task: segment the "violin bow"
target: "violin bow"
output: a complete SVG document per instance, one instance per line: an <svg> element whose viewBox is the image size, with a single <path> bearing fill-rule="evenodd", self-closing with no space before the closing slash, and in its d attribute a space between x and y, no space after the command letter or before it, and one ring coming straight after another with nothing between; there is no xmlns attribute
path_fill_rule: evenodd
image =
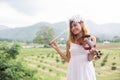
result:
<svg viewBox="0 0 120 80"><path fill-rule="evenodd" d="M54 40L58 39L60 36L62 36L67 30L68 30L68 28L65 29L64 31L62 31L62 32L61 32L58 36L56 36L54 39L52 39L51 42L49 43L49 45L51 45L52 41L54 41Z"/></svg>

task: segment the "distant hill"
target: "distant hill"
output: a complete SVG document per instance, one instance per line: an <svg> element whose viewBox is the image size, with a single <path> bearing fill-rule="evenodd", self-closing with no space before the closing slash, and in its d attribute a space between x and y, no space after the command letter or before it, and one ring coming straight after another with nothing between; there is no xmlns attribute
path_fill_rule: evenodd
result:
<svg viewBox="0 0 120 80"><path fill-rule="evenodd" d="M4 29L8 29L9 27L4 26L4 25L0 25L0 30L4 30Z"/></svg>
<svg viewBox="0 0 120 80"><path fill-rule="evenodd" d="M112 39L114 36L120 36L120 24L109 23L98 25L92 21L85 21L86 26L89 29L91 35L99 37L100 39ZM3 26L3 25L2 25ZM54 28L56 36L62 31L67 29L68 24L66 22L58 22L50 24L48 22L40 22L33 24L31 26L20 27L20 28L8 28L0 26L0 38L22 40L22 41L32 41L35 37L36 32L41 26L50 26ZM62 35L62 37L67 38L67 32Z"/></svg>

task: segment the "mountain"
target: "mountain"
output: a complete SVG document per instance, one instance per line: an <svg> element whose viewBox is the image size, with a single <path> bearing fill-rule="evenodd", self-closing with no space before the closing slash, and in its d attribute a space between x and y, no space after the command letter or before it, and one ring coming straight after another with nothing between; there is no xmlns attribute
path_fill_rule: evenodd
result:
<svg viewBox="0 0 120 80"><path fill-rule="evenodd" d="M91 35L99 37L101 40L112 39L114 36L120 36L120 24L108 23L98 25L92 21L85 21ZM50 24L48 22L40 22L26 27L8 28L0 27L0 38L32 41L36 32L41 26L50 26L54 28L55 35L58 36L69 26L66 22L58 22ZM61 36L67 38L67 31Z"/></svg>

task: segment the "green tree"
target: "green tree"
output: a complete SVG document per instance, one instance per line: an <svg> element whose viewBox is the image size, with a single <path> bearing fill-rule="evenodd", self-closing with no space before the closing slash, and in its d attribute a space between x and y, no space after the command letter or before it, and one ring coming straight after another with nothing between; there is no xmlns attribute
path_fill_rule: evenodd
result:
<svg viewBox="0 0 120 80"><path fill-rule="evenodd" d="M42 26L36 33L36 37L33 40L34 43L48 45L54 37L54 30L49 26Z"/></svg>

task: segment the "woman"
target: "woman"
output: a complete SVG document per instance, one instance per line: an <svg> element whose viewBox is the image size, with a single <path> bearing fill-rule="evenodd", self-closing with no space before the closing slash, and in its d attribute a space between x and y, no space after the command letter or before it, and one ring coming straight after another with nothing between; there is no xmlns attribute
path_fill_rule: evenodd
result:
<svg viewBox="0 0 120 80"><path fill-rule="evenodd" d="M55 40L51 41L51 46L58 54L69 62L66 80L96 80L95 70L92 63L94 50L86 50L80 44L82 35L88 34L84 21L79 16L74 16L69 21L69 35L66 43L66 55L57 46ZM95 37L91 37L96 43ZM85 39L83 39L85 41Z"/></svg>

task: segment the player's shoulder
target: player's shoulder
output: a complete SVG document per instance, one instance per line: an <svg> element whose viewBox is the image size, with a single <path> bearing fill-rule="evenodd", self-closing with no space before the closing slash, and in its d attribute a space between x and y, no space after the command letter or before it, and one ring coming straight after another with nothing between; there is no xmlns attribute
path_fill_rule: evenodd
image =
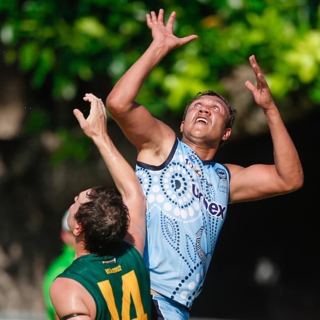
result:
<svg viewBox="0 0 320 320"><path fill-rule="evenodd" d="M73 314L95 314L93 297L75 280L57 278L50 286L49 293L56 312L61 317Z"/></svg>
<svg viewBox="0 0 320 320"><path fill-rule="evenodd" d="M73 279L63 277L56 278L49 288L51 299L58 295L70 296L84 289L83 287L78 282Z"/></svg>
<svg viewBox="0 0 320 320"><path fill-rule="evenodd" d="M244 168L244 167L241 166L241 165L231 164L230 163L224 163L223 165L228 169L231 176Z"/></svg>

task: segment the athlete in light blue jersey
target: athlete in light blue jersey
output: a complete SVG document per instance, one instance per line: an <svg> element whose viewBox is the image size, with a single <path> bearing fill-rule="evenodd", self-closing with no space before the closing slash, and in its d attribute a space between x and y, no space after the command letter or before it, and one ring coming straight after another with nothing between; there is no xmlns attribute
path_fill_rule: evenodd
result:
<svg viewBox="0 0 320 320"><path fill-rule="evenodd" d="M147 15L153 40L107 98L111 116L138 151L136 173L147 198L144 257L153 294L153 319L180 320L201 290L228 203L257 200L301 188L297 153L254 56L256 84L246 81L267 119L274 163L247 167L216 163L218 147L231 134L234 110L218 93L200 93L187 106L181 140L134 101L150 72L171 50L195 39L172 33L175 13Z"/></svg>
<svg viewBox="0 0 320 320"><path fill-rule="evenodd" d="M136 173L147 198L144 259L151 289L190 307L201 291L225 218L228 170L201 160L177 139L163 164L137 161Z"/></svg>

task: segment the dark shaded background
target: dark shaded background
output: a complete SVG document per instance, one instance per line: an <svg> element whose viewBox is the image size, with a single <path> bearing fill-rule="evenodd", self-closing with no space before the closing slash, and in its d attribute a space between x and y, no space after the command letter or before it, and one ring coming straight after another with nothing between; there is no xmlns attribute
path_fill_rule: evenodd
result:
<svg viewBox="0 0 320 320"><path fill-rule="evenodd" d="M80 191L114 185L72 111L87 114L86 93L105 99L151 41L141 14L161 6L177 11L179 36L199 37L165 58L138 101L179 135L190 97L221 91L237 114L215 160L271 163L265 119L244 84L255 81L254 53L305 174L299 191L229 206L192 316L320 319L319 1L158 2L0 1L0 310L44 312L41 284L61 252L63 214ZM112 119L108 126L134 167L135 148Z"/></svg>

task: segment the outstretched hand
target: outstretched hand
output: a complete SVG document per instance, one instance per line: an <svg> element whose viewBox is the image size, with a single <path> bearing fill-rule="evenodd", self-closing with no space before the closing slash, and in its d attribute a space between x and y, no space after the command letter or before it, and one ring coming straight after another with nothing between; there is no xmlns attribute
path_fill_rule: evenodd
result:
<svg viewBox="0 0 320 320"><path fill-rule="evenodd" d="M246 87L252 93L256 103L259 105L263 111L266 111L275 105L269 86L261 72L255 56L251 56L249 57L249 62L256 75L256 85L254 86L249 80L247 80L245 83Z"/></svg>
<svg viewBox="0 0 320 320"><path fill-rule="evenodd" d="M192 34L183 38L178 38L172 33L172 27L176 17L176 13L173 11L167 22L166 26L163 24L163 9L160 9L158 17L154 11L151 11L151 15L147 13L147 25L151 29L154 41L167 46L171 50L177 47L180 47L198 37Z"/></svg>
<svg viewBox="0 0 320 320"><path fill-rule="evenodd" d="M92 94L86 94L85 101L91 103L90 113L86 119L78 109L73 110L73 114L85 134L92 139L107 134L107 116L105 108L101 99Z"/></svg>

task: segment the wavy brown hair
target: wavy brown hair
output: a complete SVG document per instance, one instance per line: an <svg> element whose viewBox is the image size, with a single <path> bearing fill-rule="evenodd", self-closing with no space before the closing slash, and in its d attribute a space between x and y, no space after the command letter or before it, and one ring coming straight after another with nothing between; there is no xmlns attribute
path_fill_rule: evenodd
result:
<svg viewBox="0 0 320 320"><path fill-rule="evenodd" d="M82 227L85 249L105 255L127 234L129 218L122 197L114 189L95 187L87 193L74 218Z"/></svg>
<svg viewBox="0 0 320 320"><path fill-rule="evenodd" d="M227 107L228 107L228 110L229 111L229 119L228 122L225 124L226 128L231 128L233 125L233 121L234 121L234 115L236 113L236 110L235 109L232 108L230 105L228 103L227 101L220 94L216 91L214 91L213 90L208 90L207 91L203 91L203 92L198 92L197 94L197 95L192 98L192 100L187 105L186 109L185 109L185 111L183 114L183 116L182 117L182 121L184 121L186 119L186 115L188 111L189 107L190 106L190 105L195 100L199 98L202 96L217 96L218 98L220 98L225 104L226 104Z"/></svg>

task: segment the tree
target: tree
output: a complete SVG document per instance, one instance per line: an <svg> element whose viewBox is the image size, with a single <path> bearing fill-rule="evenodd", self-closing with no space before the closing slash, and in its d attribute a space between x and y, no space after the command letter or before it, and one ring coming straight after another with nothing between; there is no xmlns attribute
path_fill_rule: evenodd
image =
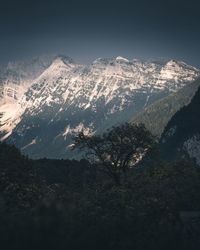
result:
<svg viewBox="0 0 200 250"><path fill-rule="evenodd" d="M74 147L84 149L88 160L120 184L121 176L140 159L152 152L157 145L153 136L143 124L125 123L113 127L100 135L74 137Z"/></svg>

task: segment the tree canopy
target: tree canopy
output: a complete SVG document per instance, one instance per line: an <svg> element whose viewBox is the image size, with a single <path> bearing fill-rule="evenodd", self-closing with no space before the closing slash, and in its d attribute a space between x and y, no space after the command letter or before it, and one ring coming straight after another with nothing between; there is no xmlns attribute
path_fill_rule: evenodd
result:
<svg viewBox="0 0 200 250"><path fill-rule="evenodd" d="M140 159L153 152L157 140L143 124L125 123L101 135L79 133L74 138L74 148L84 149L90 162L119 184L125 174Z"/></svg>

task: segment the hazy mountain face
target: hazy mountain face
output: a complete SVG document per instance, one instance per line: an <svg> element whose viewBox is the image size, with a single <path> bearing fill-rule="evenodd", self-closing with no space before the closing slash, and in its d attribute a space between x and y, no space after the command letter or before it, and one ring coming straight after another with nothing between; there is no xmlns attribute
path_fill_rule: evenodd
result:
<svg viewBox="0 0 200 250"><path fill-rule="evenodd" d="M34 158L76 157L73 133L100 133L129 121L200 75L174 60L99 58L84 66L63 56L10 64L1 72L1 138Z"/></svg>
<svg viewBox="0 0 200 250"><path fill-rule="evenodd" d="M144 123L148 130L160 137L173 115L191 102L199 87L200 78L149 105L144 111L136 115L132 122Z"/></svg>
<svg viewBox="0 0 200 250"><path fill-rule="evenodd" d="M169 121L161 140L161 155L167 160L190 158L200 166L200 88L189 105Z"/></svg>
# # # # # # #
■ SHORT EXERCISE ■
Copy out the part that opens with the line containing "task: segment the tree canopy" and closes with the line containing "target: tree canopy", reproducing both of those lines and everything between them word for word.

■ THE RESPONSE ■
task: segment the tree canopy
target: tree canopy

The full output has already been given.